## Segmentation mask data
○ ○ ○ ○ ○ ○ ○
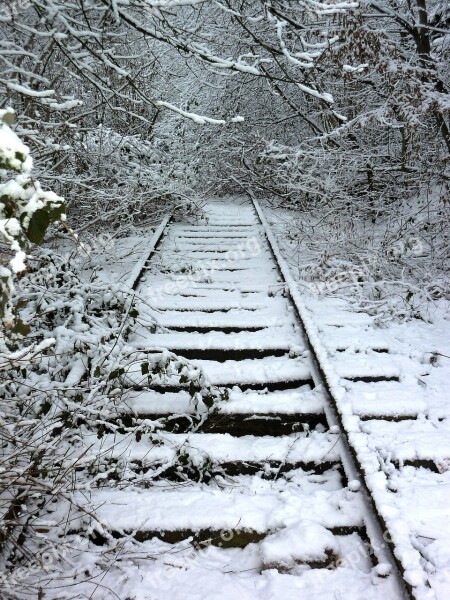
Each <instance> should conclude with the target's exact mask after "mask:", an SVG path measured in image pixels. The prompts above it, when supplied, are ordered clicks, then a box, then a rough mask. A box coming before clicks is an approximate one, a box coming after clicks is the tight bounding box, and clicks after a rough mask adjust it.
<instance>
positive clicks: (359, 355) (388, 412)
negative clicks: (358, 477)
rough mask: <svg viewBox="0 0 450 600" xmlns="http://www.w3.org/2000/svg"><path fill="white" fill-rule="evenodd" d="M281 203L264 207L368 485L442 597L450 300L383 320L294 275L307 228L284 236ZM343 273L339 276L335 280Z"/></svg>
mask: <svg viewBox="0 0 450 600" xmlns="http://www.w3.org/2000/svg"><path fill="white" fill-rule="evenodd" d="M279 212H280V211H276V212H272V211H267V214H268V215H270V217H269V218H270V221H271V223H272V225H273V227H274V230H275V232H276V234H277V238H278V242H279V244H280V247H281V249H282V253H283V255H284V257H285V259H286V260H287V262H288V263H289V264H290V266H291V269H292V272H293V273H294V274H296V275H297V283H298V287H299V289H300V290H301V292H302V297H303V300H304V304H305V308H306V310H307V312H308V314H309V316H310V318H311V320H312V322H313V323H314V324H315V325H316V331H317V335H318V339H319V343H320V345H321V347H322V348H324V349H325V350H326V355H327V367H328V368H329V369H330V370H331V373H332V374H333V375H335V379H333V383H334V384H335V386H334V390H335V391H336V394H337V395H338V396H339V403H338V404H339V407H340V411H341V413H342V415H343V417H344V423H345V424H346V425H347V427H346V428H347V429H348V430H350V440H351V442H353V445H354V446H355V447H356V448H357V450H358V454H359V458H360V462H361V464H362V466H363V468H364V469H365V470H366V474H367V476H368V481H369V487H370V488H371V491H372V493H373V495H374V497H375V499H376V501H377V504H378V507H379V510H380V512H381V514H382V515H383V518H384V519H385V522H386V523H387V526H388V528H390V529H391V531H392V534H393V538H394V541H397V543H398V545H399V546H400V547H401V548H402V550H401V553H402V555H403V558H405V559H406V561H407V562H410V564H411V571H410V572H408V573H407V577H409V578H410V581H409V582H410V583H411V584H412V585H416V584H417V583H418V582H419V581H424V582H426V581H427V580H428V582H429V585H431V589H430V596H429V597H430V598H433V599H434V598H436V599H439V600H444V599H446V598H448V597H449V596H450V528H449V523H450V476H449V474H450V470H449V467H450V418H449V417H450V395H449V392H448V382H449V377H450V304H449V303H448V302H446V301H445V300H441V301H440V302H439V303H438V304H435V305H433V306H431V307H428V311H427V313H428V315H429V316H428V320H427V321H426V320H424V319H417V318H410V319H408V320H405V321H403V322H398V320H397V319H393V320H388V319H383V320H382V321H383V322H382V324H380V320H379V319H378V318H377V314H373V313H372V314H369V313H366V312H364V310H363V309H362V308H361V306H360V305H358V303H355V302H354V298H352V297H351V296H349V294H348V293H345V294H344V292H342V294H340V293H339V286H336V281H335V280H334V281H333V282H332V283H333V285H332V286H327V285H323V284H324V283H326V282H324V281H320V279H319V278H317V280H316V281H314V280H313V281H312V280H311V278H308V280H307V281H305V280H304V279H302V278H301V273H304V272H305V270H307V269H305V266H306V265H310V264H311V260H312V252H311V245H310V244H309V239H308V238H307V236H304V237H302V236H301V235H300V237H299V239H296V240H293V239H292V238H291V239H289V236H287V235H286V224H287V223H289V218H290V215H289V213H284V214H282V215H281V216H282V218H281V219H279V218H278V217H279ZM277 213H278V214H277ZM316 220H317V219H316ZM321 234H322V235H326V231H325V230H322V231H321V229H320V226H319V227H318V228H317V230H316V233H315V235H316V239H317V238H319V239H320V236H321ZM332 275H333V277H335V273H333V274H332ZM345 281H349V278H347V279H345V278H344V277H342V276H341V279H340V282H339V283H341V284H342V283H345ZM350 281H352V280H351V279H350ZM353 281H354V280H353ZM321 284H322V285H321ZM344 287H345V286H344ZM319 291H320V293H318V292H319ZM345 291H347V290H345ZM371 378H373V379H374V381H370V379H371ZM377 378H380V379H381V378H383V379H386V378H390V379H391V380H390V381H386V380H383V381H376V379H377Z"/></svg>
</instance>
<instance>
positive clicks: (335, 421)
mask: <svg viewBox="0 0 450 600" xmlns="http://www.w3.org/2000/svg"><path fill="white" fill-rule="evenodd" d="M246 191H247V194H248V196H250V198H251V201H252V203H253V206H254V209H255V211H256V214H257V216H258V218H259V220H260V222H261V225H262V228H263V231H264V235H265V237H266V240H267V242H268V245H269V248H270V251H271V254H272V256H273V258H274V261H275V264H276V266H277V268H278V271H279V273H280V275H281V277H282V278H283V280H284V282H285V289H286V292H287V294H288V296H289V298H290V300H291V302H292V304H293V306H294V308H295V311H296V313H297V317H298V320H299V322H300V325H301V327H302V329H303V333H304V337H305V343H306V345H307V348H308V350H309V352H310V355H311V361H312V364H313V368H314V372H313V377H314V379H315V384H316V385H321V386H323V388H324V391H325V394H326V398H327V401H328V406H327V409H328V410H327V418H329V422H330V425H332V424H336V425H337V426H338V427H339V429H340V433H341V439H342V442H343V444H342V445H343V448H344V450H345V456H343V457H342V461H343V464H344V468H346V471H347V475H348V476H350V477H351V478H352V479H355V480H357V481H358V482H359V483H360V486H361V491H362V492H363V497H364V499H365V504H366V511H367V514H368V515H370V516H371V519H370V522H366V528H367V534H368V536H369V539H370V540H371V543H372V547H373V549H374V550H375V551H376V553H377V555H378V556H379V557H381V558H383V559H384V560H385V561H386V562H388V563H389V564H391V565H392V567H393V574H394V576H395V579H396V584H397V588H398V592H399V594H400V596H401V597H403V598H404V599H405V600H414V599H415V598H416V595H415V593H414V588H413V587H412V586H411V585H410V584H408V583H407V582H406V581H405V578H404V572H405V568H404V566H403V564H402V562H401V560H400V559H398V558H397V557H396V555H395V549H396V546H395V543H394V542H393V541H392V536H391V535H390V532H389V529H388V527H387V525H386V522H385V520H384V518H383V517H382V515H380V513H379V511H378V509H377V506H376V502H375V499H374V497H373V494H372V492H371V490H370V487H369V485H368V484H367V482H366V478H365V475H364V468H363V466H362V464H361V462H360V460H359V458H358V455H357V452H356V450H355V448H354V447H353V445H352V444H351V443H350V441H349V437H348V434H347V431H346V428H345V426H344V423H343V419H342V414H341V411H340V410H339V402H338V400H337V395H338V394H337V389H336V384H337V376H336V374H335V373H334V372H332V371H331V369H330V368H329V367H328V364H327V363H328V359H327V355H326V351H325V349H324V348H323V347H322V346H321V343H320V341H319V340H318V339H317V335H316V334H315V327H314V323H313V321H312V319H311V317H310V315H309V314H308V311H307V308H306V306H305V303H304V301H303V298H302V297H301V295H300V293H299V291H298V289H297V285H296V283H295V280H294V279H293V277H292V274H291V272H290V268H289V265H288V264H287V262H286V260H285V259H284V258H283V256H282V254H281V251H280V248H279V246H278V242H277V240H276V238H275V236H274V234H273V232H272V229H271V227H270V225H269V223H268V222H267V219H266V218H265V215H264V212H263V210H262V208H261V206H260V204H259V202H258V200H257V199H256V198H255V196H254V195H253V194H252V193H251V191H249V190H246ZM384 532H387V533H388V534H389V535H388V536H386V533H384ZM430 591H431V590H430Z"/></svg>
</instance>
○ ○ ○ ○ ○ ○ ○
## Exercise requirements
Duplicate the records above line for line, leaving out the pictures.

## Output
Each <instance> should conclude with the target's exact mask after "mask:", an SVG path measured in image pixels. The prompts above it, when supplied, are ordered clicks, then a box, then a rough mask. A box coming before clicks is an approximate one, a box coming after clicks is the tight bounding box, and clicks after a rough mask adjust it.
<instance>
positive clicks: (359, 355) (388, 412)
negative clicks: (358, 477)
rough mask: <svg viewBox="0 0 450 600" xmlns="http://www.w3.org/2000/svg"><path fill="white" fill-rule="evenodd" d="M281 203L264 207L368 485L442 597L450 300L383 320L294 275L307 228L284 236ZM343 273L339 276L335 280Z"/></svg>
mask: <svg viewBox="0 0 450 600" xmlns="http://www.w3.org/2000/svg"><path fill="white" fill-rule="evenodd" d="M279 212H280V211H276V212H272V211H267V214H268V215H270V217H269V218H270V221H271V223H272V225H273V227H274V230H275V232H276V234H277V238H278V242H279V244H280V247H281V249H282V253H283V255H284V257H285V259H286V260H287V262H288V263H289V264H290V266H291V269H292V272H293V273H294V274H296V275H297V283H298V287H299V289H300V290H301V292H302V297H303V300H304V304H305V308H306V310H307V312H308V314H309V316H310V318H311V320H312V322H313V323H314V324H315V325H316V331H317V335H318V339H319V343H320V345H321V347H322V348H324V349H325V350H326V355H327V367H328V368H329V369H330V370H331V373H332V374H333V375H335V379H333V383H334V384H335V386H334V390H335V391H336V394H337V395H338V396H339V403H338V404H339V407H340V411H341V413H342V415H343V417H344V423H345V424H346V425H347V427H346V428H347V429H348V430H350V440H351V442H353V445H354V446H355V447H356V448H357V450H358V454H359V458H360V462H361V464H362V466H363V468H364V469H365V470H366V474H367V476H368V481H369V487H370V488H371V491H372V493H373V495H374V497H375V499H376V501H377V504H378V507H379V510H380V512H381V514H382V515H383V518H384V519H385V522H386V523H387V526H388V528H390V529H391V531H392V534H393V538H394V541H397V543H398V545H399V546H400V547H401V548H402V550H401V553H402V555H403V558H405V559H406V561H407V562H410V564H411V571H410V572H408V573H407V577H409V578H410V581H409V582H410V583H411V584H412V585H416V584H417V583H418V582H419V581H424V582H426V581H427V580H428V582H429V585H431V589H430V596H429V597H430V598H433V599H434V598H436V599H439V600H444V599H446V598H448V597H449V596H450V528H449V523H450V476H449V474H450V470H449V467H450V418H449V417H450V395H449V392H448V382H449V377H450V304H449V303H448V302H446V301H445V300H441V301H440V302H439V303H438V304H435V305H433V306H431V307H428V311H427V313H428V315H429V316H428V320H427V321H426V320H424V319H417V318H410V319H408V320H405V321H403V322H398V320H397V319H393V320H388V319H383V320H382V321H383V322H382V324H380V320H379V319H378V318H377V314H373V313H372V314H369V313H366V312H364V310H363V309H362V308H361V306H360V305H358V303H355V302H354V298H352V297H351V296H349V294H348V293H345V294H344V292H342V294H340V293H339V286H336V281H335V280H334V281H333V282H332V283H333V285H332V286H327V285H323V284H324V283H326V282H324V281H320V279H319V278H317V280H316V281H314V280H313V281H312V280H311V278H308V280H307V281H305V280H304V279H302V278H301V273H304V272H305V270H307V269H305V266H306V265H310V264H311V260H312V252H311V245H310V244H309V239H308V238H307V236H304V237H302V236H301V235H300V237H299V239H296V240H293V239H292V238H291V239H289V236H287V235H286V224H287V223H289V218H290V215H289V213H284V214H282V215H281V216H282V218H281V219H279V218H278V217H279ZM277 213H278V214H277ZM316 220H317V219H316ZM321 234H322V235H326V231H325V230H322V231H321V229H320V226H319V227H318V228H317V230H316V233H315V235H316V239H317V238H319V239H320V236H321ZM332 275H333V277H335V273H333V274H332ZM345 281H349V278H347V279H345V278H344V277H342V276H341V279H340V282H339V283H341V284H342V283H345ZM350 281H352V280H351V279H350ZM353 281H354V280H353ZM321 284H322V285H321ZM344 287H345V286H344ZM319 291H320V293H318V292H319ZM345 291H347V290H345ZM371 378H373V379H374V381H370V379H371ZM377 378H380V379H381V378H383V379H386V378H390V379H391V380H390V381H386V380H383V381H376V379H377Z"/></svg>
</instance>
<instance>
positive clicks: (335, 421)
mask: <svg viewBox="0 0 450 600" xmlns="http://www.w3.org/2000/svg"><path fill="white" fill-rule="evenodd" d="M246 191H247V194H248V196H250V198H251V201H252V203H253V206H254V209H255V211H256V214H257V216H258V218H259V220H260V222H261V225H262V228H263V231H264V235H265V237H266V240H267V242H268V245H269V248H270V251H271V254H272V256H273V258H274V261H275V264H276V266H277V268H278V271H279V273H280V275H281V277H282V278H283V280H284V282H285V289H286V292H287V294H288V296H289V298H290V300H291V302H292V304H293V306H294V308H295V311H296V313H297V317H298V320H299V322H300V325H301V327H302V329H303V333H304V337H305V343H306V345H307V348H308V350H309V352H310V355H311V361H312V364H313V368H314V372H313V377H314V379H315V384H316V385H321V386H323V388H324V391H325V394H326V398H327V401H328V406H327V409H328V410H327V418H329V422H330V425H332V424H336V425H337V426H338V427H339V429H340V433H341V439H342V442H343V444H342V445H343V448H344V450H345V456H343V457H342V461H343V464H344V468H346V471H347V475H348V476H350V477H351V478H352V479H355V480H357V481H358V482H359V483H360V486H361V491H362V492H363V497H364V499H365V504H366V511H367V514H368V515H370V516H371V519H370V522H366V528H367V534H368V536H369V539H370V540H371V543H372V547H373V549H374V550H375V551H376V553H377V555H378V556H379V557H381V558H383V559H384V560H385V561H386V562H388V563H389V564H391V565H392V567H393V574H394V576H395V579H396V584H397V588H398V592H399V594H400V596H401V597H403V598H404V599H405V600H414V599H415V598H416V595H415V593H414V588H413V587H412V586H411V585H410V584H408V583H407V582H406V581H405V578H404V572H405V568H404V566H403V564H402V562H401V560H400V559H398V558H397V557H396V555H395V549H396V546H395V543H394V542H393V541H392V536H391V535H390V532H389V529H388V527H387V525H386V522H385V520H384V518H383V517H382V515H380V513H379V511H378V509H377V506H376V502H375V499H374V497H373V494H372V492H371V490H370V487H369V485H368V484H367V482H366V478H365V475H364V468H363V466H362V464H361V462H360V460H359V458H358V455H357V452H356V450H355V448H354V447H353V445H352V444H351V443H350V441H349V437H348V434H347V431H346V428H345V426H344V423H343V419H342V414H341V411H340V410H339V402H338V400H337V395H338V394H337V389H336V384H337V376H336V374H335V373H334V372H332V371H331V369H330V368H329V367H328V364H327V363H328V359H327V355H326V351H325V349H324V348H323V347H322V346H321V343H320V341H319V340H318V339H317V335H316V334H315V327H314V323H313V321H312V319H311V317H310V315H309V314H308V311H307V308H306V306H305V303H304V301H303V298H302V297H301V295H300V293H299V291H298V289H297V285H296V283H295V280H294V279H293V277H292V274H291V272H290V268H289V265H288V264H287V262H286V260H285V259H284V258H283V256H282V254H281V251H280V248H279V246H278V242H277V240H276V238H275V236H274V234H273V232H272V229H271V227H270V225H269V223H268V222H267V219H266V218H265V215H264V212H263V210H262V208H261V206H260V204H259V202H258V200H257V199H256V198H255V196H254V195H253V194H252V193H251V191H249V190H246ZM384 532H387V533H388V534H389V535H388V536H386V533H384ZM430 591H431V590H430Z"/></svg>
</instance>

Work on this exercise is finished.